##### Extract provided

VSR

Documentation for (roughly) code in the src/vsr directory.

Glossary

Consensus:

checkpoint: Ensure that all updates from the past wrap of the WAL are durable in the grid, then advance the replica's recovery point by updating the superblock. After a checkpoint, the checkpointed WAL entries are safe to be overwritten by the next wrap. (Sidenote: in consensus literature this is sometimes called snapshotting. But we use that term to mean something else.)
header: Identifier for many kinds of messages, including each entry in the VSR log. Passed around instead of the entry when the full entry is not needed (such as view change).
journal: The in-memory data structure that manages the WAL.
nack: Short for negative acknowledgement. Used to determine (during a view change) which entries can be truncated from the log. See Protocol Aware Recovery.

##########
##### Dataset content

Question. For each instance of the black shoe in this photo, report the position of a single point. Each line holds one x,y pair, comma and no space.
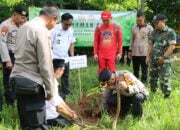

##########

Task A: According to the VSR glossary, why is it safe for the next wrap to overwrite checkpointed WAL entries? Answer in one to three sentences.
Task B: Could you extend the VSR glossary, starting after its final entry?
The data is separate from the VSR glossary.

Output A: A checkpoint first ensures that every update from the past wrap of the WAL is durable in the grid. It then advances the replica's recovery point by updating the superblock. The checkpointed entries are therefore no longer needed.

Output B:
op: Short for op-number. An op is assigned to each request that is submitted by the user before being stored in the log. An op is a monotonically increasing integer identifying each message to be handled by consensus. When messages with the same op in different views conflict, view change picks one version to commit. Each user batch (which may contain many batch entries) corresponds to one op. Each op is identified (once inside the VSR log) by a header.
superblock: All local state for the replica that cannot be replicated remotely. Loss is protected against by storing config.superblock_copies copies of the superblock.
view: A replica is primary for one view. Views are monotonically increasing integers that are incremented each time a new primary is selected.

Storage:

zone: The TigerBeetle data file is made up of zones. The superblock is one zone.
grid: The zone on disk where LSM trees and metadata for them reside.
WAL: Write-ahead log. It is implemented as two on-disk ring buffers. Entries are only overwritten after they have been checkpointed.
state sync: The process of syncing checkpointed data (LSM root information, the grid, and the superblock freeset). When a replica lags behind the cluster far enough that their WALs no longer intersect, the lagging replica must state sync to catch up.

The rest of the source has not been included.